[TEKS PILIHAN]:
┌──

IM.com – Minimnya data resmi tentang aktivitas perempuan di panggung kesenian Surabaya semakin menegaskan satu hal, bahwa denyut seni di kota ini bertahan bukan karena fasilitas pemerintah, melainkan karena solidaritas antar aktivis seni.
Dalam ekosistem, kerap berjalan seperti “gerilya budaya”, para perempuan seniman terus berkarya melalui ruang-ruang alternatif yang tumbuh dari inisiatif komunitas.
Menurut Jil P. Kalaran, inisiator acara, kondisi ini sudah berlangsung selama puluhan tahun. “Pendataan pemerintah hanya mencakup kegiatan yang mereka selenggarakan sendiri. Sementara aktivitas seniman perempuan jauh lebih luas dan tidak pernah tercatat. Mereka berjalan dengan caranya sendiri, bermodal kebersamaan,” ujarnya.
Sementara itu, Dindy Indiyati, aktivis sanggar Bengkel Muda Surabaya menilai, kesenian di Surabaya tumbuh justru dari ketahanan komunitasnya.

“Di kota yang keras dan serbacepat ini, seni perempuan menemukan ruangnya melalui kolaborasi dan solidaritas. Ini kekuatan yang tidak dimiliki oleh sistem birokrasi,” tuturnya.
Lembaga non-pemerintah pun tidak selalu mampu menjangkau semua aktivitas seni. Banyak komunitas lebih disibukkan dengan agenda internal.
Para seniman kerap dibutuhkan sebagai konstituen menjelang pemilihan pengurus lembaga kemudian kembali berjalan sendiri setelah pemilihan usai.
Situasi itulah yang membuat solidaritas menjadi mesin utama pergerakan seni perempuan di Surabaya. Kegiatan berlangsung sporadis, mengandalkan kesepakatan dan kemampuan masing-masing komunitas.
Ketika geliat seni tampak hidup, pemerintah kerap mengklaim sebagai hasil binaan, padahal atmosfer itu tumbuh dari akar rumput.
Filosofi Ibu
Kekuatan komunitas perempuan dalam kesenian kembali tampak pada gelaran Surabaya Hari Ini #06: My Mother, yang diselenggarakan Forum Pegiat Kesenian Surabaya (FPKS) pada hari Selasa, 9 Desember 2025 di Galeri Dewan Kesenian Surabaya, Kompleks Balai Pemuda Surabaya.

└──

[PETUNJUK]:
- 1) Ringkas artikel tentang seni perempuan di Surabaya dalam dua kalimat.
- 2) Tuliskan ulang bagian artikel tentang seni perempuan di Surabaya, dimulai dari kata-kata "IM.com – Minimnya" dan terus sampai kata-kata "antar aktivis seni.".
Baris-baris data ini diambil dari sumber yang berbeda.

[BARIS DATA]:
┌──

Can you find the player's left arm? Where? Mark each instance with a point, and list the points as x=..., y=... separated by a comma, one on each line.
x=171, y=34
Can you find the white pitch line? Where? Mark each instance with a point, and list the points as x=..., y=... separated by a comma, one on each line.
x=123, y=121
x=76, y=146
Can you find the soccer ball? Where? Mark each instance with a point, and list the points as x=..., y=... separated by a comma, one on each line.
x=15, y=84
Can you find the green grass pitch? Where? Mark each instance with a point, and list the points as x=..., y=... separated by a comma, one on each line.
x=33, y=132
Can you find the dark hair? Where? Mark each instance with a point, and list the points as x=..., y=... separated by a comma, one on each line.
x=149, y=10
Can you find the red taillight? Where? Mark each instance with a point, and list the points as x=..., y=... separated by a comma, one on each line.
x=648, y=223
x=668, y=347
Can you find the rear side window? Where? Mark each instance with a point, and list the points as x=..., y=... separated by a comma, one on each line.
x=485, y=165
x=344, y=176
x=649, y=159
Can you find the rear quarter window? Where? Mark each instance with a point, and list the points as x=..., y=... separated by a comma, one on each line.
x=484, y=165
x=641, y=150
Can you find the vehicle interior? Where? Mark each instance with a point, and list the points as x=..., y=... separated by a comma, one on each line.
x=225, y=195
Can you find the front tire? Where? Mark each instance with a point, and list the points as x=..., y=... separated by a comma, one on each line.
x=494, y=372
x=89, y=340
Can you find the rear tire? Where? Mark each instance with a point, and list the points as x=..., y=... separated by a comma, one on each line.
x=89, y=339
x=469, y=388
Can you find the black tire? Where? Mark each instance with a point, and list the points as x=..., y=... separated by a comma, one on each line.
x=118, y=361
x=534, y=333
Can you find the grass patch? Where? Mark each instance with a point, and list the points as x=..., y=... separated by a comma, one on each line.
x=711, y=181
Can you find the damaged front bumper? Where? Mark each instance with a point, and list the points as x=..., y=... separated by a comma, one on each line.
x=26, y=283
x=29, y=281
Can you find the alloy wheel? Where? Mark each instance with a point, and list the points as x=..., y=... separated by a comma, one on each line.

└──

[JAWABAN TIAP TUGAS]:
- 1) Minimnya data resmi tentang kegiatan perempuan di panggung kesenian Surabaya menegaskan bahwa seni di kota itu bertahan karena solidaritas antar aktivis seni, bukan karena fasilitas pemerintah, sementara para seniman perempuan terus berkarya lewat ruang alternatif hasil inisiatif komunitas. Kekuatan komunitas perempuan itu kembali tampak pada gelaran Surabaya Hari Ini #06: My Mother yang diselenggarakan FPKS pada Selasa, 9 Desember 2025, di Galeri Dewan Kesenian Surabaya.

- 2)
IM.com – Minimnya data resmi tentang aktivitas perempuan di panggung kesenian Surabaya semakin menegaskan satu hal, bahwa denyut seni di kota ini bertahan bukan karena fasilitas pemerintah, melainkan karena solidaritas antar aktivis seni.